Extract every line of the rows below that contains the string "plant", copying each one in full. Case counts, so match only that exact capitalization.

[Information given]
★ ★ ★

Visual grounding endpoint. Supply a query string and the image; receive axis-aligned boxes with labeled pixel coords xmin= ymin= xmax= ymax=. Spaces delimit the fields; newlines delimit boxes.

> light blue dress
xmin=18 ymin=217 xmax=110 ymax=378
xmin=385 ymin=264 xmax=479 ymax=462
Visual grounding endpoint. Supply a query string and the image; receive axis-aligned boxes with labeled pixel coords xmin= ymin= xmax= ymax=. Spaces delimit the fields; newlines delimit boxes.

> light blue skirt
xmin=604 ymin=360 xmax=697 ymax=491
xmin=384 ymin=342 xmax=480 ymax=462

★ ★ ★

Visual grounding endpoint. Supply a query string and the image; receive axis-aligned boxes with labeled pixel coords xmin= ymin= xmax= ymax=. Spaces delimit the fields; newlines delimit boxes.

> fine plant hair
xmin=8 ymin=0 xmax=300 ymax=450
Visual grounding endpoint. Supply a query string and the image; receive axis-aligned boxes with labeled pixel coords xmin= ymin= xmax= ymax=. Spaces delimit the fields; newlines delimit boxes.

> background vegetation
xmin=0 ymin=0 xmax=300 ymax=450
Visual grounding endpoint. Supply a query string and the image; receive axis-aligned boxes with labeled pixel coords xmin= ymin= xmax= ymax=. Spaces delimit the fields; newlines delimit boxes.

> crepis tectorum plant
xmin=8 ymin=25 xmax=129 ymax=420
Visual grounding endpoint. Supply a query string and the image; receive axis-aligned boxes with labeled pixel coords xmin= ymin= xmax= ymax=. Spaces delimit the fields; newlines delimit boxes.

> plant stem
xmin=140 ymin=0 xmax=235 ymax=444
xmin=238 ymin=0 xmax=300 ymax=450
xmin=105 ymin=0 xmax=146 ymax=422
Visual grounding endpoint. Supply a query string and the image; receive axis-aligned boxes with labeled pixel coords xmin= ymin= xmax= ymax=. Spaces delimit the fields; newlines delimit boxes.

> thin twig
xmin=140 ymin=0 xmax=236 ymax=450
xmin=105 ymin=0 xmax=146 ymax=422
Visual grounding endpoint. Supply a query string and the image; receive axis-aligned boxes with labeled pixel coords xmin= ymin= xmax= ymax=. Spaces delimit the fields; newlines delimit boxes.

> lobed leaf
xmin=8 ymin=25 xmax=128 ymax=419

★ ★ ★

[Result]
> fine plant hair
> crepis tectorum plant
> plant stem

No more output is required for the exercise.